Start of EXERCISE MATERIAL

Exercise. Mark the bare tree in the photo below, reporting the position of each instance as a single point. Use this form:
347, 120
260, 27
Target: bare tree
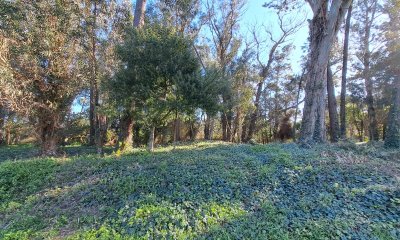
223, 19
344, 74
288, 27
366, 17
327, 17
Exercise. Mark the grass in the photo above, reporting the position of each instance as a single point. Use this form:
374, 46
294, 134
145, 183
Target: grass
204, 190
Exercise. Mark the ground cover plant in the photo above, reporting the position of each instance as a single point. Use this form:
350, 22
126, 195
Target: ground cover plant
203, 190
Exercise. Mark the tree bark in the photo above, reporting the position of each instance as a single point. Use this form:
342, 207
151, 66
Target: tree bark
332, 107
2, 124
224, 126
140, 10
323, 29
344, 74
150, 145
138, 22
207, 128
254, 115
126, 132
101, 130
93, 81
392, 139
373, 125
48, 129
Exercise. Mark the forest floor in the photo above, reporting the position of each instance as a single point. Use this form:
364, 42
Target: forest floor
204, 190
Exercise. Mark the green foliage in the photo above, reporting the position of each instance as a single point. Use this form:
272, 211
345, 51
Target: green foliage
201, 191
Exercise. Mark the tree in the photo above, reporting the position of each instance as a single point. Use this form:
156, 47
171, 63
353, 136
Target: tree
43, 64
344, 74
223, 19
332, 106
391, 61
366, 16
327, 17
288, 27
157, 64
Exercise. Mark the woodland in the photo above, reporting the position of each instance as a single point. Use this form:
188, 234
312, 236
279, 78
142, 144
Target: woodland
175, 119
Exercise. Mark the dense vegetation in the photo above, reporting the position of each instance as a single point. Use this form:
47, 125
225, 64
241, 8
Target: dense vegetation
203, 190
246, 135
130, 73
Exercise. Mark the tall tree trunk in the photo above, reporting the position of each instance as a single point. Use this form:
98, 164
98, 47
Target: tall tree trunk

End of EXERCISE MATERIAL

▶ EXERCISE GOAL
Go through the records above. Copy each line in which the string "trunk" appears.

▶ TASK RESULT
Exercise. Mark the tall tree trunk in the photo above, reporting the position of each instance as a single point. Use this form:
Target: tall tree trunk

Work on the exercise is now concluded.